Alumnus Invests in Digital Health and Data Science

by Nora Dunne

Ed Wu, ’02 MD, has not had a traditional career in medicine since graduating from Feinberg. Instead, he has become an entrepreneur, combining his interests in medicine, data science, and technology to improve healthcare.

To help prepare the next generation to innovate and succeed in a rapidly evolving field, Wu and his wife, Joyce, have made a generous $250,000 commitment to Feinberg to expand its digital health and data science curriculum. Northwestern is one of the first medical schools in the nation to emphasize this important area.

Joyce and Ed Wu

“Back in medical school, I was interested in blending patient care, informed decision-making, and technology,” Wu says. “Digital health wasn’t around yet, but Northwestern gave me the mentors and opportunities to carve my own path. Northwestern was instrumental to my career in digital health, so I wanted to give back and help students pursue this area that today touches every discipline of medicine.”

When Wu was in medical school, Northwestern had just adopted an electronic health record (EHR) system, but the digital revolution in healthcare was still decades away. Ahead of his time, Wu got involved in research projects with former Feinberg faculty Greg Makoul, PhD, and David Channin, MD, studying patient-physician communication and medical informatics. 

After graduating with his BS, MD, and MBA from Northwestern, Wu practiced as an internist in New York City and pursued public health research during a fellowship at New York University. He went on to spend a decade advising health systems across the country on the deployment of EHRs. Over the years, he got involved with nonprofits and startups focused on streamlining patient care in specialties spanning mental health to geriatric medicine using digital health technologies.

“Data science can help us heal in a more focused and efficient way. By analyzing large data sets, we can diagnose quicker and create targeted treatment plans for individual patients,” Wu explains. In 2020, he cofounded Recora, a company that applies these ideas to improve cardiac care in the home.

Feinberg has already begun to build its digital health and data science curriculum and can bring its efforts to the next level with the Wus’ gift. For example, the funding will enable faculty in Feinberg’s Institute for Artificial Intelligence in Medicine (I.AIM) to create a Health Data Gymnasium. This digital library will contain extensive de-identified and synthetic data for students to engage in hypothesis-driven research and practice clinical decision-making while learning data science skills.

### [Data shown]
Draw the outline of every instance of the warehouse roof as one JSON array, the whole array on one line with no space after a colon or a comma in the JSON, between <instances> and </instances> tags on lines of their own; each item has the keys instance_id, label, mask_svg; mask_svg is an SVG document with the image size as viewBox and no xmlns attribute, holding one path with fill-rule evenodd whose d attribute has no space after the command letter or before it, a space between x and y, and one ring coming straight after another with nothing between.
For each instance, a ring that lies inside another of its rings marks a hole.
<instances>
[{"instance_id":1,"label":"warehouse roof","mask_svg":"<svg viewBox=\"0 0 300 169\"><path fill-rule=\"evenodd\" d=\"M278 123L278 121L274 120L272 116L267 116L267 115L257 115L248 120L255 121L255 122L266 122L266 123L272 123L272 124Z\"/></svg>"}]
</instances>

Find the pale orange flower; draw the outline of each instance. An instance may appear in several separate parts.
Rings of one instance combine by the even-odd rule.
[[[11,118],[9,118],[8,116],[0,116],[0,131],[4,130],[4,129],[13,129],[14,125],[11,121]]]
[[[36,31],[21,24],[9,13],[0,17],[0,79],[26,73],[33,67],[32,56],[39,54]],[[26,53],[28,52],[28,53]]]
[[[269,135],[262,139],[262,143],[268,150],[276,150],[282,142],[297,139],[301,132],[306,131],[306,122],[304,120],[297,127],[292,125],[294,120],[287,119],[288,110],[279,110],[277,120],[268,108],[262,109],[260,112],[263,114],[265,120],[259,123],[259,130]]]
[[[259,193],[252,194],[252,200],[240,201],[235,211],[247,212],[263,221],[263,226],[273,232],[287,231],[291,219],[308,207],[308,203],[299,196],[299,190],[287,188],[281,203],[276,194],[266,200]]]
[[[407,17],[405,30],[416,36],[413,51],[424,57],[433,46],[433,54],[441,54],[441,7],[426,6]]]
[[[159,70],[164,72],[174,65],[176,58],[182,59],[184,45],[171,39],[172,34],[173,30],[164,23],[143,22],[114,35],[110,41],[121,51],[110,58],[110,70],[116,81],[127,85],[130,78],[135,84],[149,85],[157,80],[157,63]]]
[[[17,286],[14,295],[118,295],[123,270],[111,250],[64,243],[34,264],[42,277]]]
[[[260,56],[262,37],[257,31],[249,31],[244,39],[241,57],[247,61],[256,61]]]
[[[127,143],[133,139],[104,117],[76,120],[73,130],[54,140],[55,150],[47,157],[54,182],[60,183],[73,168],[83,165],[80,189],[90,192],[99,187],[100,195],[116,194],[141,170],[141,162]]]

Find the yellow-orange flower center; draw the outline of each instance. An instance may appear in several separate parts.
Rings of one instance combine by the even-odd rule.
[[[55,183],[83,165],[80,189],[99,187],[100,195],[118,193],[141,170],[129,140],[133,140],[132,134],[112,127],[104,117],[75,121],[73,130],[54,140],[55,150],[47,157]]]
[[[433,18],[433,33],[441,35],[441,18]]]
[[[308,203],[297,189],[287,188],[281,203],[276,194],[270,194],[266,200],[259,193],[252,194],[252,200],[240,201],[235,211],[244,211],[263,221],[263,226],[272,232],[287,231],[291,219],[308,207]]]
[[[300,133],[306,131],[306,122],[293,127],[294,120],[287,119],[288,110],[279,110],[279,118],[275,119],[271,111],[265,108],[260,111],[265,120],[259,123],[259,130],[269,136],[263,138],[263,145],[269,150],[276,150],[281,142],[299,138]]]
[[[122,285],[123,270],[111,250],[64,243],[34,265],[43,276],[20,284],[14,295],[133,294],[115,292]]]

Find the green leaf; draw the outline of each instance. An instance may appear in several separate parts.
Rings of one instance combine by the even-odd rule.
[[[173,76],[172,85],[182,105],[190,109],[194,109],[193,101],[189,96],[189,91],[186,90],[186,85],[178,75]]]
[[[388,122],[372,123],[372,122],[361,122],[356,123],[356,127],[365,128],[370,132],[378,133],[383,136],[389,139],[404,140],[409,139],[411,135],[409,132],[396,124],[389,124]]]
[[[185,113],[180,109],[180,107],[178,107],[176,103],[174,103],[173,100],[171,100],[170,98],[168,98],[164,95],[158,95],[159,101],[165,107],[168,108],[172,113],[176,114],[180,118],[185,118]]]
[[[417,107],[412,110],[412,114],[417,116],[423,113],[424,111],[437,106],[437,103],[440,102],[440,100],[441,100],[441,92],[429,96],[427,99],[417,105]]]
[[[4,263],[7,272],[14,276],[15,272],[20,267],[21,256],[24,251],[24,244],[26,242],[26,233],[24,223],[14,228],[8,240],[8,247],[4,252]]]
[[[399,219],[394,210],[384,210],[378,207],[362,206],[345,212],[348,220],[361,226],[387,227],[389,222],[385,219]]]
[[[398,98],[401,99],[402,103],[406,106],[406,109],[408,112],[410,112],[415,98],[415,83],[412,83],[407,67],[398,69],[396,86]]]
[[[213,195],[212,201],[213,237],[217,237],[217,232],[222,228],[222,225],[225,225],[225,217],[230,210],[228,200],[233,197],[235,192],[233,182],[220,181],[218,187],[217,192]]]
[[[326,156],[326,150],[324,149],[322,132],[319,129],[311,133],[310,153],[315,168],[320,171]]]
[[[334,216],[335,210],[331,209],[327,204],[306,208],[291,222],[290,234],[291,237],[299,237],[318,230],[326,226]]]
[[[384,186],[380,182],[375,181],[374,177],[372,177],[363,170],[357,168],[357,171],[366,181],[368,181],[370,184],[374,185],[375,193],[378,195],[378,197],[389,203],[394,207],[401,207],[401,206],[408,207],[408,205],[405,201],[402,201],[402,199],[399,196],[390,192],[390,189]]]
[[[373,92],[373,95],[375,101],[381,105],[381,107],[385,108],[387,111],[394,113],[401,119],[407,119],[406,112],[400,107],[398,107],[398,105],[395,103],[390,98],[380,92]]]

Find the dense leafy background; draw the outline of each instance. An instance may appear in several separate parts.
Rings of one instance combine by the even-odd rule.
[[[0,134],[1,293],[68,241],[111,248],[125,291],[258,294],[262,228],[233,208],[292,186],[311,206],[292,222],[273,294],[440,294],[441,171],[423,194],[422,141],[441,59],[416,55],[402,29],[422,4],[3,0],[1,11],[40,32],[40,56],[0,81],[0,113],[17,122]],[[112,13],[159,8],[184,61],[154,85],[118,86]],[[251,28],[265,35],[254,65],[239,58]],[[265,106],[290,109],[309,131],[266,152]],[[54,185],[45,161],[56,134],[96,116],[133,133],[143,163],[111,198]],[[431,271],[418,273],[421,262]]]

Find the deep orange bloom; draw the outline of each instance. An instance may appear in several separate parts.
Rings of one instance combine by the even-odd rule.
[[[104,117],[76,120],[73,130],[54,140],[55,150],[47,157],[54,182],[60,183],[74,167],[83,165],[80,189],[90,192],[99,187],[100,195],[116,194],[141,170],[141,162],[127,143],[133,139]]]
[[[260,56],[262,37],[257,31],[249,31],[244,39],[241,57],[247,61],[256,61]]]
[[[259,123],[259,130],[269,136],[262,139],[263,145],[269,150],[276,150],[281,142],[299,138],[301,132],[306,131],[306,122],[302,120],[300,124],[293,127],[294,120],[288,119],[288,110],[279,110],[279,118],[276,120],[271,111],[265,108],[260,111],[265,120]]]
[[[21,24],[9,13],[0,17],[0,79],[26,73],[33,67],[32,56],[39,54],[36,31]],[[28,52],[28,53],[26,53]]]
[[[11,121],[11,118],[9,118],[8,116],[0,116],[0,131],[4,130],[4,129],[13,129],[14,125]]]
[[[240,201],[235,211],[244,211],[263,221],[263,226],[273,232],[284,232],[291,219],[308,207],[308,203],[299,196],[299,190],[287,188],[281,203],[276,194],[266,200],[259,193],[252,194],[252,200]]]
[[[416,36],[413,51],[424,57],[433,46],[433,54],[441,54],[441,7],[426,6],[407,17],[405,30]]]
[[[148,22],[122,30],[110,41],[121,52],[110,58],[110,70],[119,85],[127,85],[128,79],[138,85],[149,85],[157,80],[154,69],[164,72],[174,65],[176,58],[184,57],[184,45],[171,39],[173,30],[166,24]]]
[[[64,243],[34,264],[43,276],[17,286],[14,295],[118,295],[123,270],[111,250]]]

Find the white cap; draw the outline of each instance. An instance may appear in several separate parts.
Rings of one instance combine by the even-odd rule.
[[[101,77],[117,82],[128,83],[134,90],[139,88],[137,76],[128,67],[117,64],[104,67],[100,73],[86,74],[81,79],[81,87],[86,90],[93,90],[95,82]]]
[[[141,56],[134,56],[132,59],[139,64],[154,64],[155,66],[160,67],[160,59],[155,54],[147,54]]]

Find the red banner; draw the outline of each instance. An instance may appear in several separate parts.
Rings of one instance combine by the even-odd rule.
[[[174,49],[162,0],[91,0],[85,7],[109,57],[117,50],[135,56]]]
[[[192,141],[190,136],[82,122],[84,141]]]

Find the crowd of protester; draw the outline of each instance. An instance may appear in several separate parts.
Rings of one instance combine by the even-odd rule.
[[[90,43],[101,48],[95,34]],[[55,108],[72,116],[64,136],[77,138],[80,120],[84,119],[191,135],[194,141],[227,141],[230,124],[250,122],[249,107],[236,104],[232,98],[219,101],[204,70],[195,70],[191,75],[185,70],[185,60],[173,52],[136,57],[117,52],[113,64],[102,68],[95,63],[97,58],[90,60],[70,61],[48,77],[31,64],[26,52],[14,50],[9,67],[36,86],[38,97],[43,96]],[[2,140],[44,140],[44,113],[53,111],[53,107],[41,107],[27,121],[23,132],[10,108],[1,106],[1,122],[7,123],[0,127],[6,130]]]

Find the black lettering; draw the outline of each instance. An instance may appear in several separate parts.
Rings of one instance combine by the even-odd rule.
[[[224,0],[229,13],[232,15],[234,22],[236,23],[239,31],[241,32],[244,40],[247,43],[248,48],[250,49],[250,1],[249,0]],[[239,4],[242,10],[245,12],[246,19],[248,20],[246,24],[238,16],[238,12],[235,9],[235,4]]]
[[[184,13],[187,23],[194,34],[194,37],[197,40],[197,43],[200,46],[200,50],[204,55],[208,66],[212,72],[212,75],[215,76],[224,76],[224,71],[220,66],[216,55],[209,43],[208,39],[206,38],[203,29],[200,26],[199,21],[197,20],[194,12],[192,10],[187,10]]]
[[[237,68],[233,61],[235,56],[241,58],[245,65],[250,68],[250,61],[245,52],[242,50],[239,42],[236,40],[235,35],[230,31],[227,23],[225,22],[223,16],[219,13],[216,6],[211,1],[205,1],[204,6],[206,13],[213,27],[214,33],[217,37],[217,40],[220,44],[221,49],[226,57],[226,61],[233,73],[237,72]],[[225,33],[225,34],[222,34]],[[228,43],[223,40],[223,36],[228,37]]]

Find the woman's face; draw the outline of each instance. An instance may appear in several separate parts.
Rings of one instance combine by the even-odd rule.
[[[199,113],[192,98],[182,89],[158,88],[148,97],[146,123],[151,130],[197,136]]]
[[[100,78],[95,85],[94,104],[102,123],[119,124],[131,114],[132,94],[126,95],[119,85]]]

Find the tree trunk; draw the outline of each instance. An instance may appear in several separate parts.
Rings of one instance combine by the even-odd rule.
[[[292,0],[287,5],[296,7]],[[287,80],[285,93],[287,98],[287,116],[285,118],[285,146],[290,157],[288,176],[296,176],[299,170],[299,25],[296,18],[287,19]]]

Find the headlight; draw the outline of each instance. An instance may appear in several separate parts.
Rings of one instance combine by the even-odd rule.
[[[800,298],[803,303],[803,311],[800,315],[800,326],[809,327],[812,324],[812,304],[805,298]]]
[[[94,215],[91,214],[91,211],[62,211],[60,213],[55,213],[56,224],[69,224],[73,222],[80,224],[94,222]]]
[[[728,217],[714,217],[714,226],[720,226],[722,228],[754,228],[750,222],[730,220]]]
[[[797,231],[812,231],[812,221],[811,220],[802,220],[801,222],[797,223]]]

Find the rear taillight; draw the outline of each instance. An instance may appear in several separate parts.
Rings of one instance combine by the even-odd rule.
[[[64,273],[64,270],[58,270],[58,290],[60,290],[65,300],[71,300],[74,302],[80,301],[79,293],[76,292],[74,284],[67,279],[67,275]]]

### [Task set]
**1.** In the article about Ed Wu's gift to Feinberg, what company did Wu cofound in 2020, and what does it do?
**2.** Extend the article about Ed Wu's gift to Feinberg by writing the next few paragraphs, starting after its last sentence.

### [Outputs in order]
**1.** Recora, which applies data science to improve cardiac care in the home.

**2.**
“Healthcare is all about people coming together. If we can all come together to support our medical school, we can make a huge difference across the field of medicine,” Wu says. “I’ve been fortunate to be able to give back to that area that I’ve cared about so deeply since medical school, and I encourage others to give back to the area that shaped them.”

“We are incredibly grateful to Ed and Joyce for their generosity to our Center for Medical Education in Data Science and Digital Health,” said Abel Kho, MD, director of I.AIM and a professor of Medicine and Preventive Medicine. “The Wus’ philanthropy not only gives Northwestern and our graduates a competitive edge, it also will help us train future leaders in medicine equipped to leverage — and even develop — new information and technologies to better serve patients.”

Still in the midst of their careers, the Wus chose to give back to Feinberg now because they believe investment in Northwestern and data science can’t wait. Wu continues to integrate Recora’s technology at health systems and insurers. His wife works in finance and chairs the Board of Trustees at Central Queens Academy, a school dedicated to serving new immigrant families. They reside in New York City with their three young children.

“The moment is now. Data science will inform primary care, cardiology, dermatology, urology, pathology — you name it. This is an area where we can build overall efficiencies for patient care,” Wu explains. “I would love for others to join me in making gifts to support this important cause that will ultimately benefit all of us.”